* START Data to use *

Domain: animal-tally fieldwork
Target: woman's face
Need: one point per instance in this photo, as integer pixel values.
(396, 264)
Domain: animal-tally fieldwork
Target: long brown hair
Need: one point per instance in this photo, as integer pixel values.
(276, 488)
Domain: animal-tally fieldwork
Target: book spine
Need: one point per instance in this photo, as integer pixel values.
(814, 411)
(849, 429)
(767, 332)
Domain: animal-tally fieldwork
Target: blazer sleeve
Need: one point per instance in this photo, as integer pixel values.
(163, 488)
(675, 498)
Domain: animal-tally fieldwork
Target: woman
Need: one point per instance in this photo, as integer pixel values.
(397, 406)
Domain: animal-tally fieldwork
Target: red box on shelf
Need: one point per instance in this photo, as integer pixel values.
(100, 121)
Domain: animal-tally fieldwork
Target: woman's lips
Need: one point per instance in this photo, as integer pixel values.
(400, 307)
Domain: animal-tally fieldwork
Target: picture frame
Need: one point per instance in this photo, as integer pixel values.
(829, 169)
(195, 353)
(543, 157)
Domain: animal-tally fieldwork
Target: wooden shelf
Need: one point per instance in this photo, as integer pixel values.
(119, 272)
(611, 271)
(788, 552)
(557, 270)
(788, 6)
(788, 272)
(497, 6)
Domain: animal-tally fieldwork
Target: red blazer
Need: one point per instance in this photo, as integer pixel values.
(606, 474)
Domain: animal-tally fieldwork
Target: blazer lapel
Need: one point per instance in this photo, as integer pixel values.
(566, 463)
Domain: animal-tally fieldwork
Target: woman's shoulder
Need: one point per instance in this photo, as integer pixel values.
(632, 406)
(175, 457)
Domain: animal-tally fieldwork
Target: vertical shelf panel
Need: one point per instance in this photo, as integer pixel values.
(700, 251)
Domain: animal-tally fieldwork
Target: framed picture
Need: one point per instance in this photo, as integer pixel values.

* END Data to use *

**What is asked:** Give the entries once more, exactly as they appear.

**Exercise response:**
Domain: animal-tally fieldwork
Target: woman's face
Need: one point per instance in this photo, as integer pixel values.
(396, 264)
Domain: animal-tally fieldwork
Target: long brown hair
Need: one point per instance in this photo, as integer pixel values.
(276, 488)
Domain: animal-tally fieldwork
Target: book spine
Need: one point per instance in this photo, as integer pixel values.
(814, 411)
(849, 429)
(767, 332)
Domain: animal-tally fieldwork
Target: blazer sleeve
Need: one point per instance in this photo, as integer pixel values.
(163, 488)
(675, 498)
Domain: animal-tally fieldwork
Target: woman
Need: one point per instance in this photo, as integer pixel values.
(397, 406)
Domain: animal-tally fieldwork
Target: red box on shelf
Need: one point per instance in this photo, as integer pixel values.
(100, 121)
Domain: animal-tally fieldwork
Target: woman's lips
Need: one point per instance in this photo, as integer pixel values.
(400, 307)
Domain: animal-tally fieldwork
Target: picture frame
Need: one point per instance in this photo, as integer pixel values.
(829, 169)
(195, 353)
(543, 157)
Domain: animal-tally fieldwork
Target: wooden shelf
Need: one point per instance in this photo, as integer pixel values.
(119, 272)
(611, 271)
(788, 552)
(557, 270)
(788, 6)
(788, 272)
(497, 6)
Domain: animal-tally fieldwork
Target: red blazer
Need: one point per instance in this photo, as integer pixel values.
(606, 474)
Domain: animal-tally fieldwork
Target: blazer lapel
Need: one point per instance in this photo, as integer pixel values.
(566, 463)
Domain: animal-tally fieldwork
Target: woman's shoulder
Need: one point per instance in this photo, as integer pixel values.
(632, 406)
(175, 457)
Domain: animal-tally fieldwork
Target: vertical shelf panel
Need: one point per instance in this photo, as integer pixel values.
(700, 251)
Domain: animal-tally fieldwork
Target: framed picture
Need: one point per instance in this photo, as integer pixel values.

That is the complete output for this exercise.